Menentukan Awal dan Akhir Ramadhan berdasarkan Hisab Astronomis tidak memiliki dasar hukum sama sekali, baik dari Al-Qur’an dan As-Sunnah maupun ijma’. Bahkan jelas-jelas bertentangan dengan dalil-dalil di atas. Lebih dari itu, bahwa generasi as-salafush shalih telah bersepakat bahwa cara penentuan Ramadhan adalah hanya dengan ru`yatul hilal.
Al-Hâfizh Ibnu Hajar rahimahullah berkata dalam Fathul Bâri ketika menjelaskan hadits:
إنا أمة أمية لا نكتب ولا نحسب ، الشهر هكذا وهكذا وهكذا : يعني مرة تسعة و عشرين و مرة ثلاثين
“Kami adalah umat yang ummiy, kami tidak
menulis dan tidak menghitung. Satu bulan itu begini, begini, dan
begini”. Yakni terkadang 29 hari, terkadang 30 hari.

(Entri penempatan titik)
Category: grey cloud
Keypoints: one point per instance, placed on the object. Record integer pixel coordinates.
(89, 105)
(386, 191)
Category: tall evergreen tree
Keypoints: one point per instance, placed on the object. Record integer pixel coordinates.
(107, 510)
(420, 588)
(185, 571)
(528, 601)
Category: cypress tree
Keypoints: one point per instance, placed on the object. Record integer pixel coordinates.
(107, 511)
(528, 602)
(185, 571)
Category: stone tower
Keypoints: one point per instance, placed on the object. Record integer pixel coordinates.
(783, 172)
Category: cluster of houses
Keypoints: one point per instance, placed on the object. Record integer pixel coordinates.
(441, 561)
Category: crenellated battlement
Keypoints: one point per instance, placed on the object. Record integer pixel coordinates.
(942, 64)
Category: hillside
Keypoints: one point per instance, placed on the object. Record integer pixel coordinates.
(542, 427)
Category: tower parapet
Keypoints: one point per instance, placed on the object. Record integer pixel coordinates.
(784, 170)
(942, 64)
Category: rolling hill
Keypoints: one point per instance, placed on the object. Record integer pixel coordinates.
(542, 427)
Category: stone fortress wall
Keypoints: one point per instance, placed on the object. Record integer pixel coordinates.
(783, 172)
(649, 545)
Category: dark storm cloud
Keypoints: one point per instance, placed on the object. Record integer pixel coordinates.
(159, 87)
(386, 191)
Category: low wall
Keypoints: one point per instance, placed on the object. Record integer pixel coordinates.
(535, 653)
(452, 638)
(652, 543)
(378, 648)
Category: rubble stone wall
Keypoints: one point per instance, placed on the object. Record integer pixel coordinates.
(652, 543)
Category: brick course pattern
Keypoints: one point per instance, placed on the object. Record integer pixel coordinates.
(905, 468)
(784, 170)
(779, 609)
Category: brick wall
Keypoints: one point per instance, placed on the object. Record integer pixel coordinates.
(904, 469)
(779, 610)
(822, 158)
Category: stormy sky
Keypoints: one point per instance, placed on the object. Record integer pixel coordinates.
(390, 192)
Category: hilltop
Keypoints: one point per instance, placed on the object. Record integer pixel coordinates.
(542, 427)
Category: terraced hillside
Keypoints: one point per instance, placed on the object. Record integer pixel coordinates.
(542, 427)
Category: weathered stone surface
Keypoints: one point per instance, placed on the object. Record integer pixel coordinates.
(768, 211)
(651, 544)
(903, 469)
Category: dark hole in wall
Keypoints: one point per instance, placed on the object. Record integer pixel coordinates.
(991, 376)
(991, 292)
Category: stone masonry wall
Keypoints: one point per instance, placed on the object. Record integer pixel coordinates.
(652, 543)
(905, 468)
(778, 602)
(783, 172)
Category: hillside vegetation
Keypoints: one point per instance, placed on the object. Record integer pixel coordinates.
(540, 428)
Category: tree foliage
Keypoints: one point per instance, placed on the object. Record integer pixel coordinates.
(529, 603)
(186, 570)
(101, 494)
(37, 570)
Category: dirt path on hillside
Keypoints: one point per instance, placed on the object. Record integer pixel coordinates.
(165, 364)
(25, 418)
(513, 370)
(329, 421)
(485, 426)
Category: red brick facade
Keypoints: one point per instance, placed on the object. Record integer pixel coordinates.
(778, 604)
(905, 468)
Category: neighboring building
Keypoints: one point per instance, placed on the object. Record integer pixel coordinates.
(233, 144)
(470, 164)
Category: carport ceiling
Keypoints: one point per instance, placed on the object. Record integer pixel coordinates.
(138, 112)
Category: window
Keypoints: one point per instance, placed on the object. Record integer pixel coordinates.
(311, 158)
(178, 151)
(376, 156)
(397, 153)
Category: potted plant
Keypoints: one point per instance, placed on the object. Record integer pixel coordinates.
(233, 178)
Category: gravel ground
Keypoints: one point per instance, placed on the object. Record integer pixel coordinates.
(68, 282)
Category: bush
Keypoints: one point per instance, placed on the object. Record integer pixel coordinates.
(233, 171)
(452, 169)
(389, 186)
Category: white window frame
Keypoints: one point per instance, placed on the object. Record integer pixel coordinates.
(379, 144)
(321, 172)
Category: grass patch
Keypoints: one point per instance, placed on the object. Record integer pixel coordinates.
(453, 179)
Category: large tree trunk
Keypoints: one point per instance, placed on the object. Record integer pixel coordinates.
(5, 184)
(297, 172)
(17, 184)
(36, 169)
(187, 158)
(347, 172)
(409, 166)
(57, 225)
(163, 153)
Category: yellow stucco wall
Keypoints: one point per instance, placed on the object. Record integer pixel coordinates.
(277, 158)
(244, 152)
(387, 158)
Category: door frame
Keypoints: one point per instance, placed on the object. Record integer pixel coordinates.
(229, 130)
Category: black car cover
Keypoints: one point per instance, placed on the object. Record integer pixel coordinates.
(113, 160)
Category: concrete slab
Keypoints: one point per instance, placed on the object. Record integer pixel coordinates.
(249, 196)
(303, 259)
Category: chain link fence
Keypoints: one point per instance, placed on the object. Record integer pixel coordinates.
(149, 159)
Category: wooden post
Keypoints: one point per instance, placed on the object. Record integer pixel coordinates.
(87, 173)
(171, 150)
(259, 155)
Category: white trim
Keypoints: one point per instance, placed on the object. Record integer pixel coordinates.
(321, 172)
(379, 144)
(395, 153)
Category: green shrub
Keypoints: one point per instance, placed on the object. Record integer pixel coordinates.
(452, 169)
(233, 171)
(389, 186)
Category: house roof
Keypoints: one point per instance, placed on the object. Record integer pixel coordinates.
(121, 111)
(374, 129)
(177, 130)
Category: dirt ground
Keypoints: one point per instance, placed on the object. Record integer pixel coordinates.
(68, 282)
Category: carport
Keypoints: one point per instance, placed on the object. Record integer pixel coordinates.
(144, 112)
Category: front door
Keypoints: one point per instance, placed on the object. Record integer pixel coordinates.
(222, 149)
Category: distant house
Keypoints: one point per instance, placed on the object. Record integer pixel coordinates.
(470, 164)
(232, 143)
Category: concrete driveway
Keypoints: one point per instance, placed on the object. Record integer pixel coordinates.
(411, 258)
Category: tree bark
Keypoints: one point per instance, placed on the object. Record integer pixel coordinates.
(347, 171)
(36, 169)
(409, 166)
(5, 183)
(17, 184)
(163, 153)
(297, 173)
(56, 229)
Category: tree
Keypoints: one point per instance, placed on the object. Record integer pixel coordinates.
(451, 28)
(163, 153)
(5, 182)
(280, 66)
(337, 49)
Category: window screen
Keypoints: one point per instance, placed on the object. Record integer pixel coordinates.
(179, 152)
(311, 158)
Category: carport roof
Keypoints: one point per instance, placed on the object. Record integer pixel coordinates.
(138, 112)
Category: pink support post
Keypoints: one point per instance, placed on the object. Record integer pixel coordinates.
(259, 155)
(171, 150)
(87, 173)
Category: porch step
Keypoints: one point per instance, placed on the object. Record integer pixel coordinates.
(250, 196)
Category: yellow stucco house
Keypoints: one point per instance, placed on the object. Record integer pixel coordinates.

**Tugas Latihan:**
1) Menurut bacaan tentang penentuan awal Ramadhan, dengan cara apa generasi as-salafush shalih bersepakat menentukan Ramadhan?
2) Hitung baris entri yang memuat kata "hillside", lalu tuliskan angkanya saja.
Bacaan dan entri di atas diambil dari sumber yang berlainan.

**Hasil Jawaban:**
1) Hanya dengan ru`yatul hilal.

2) 4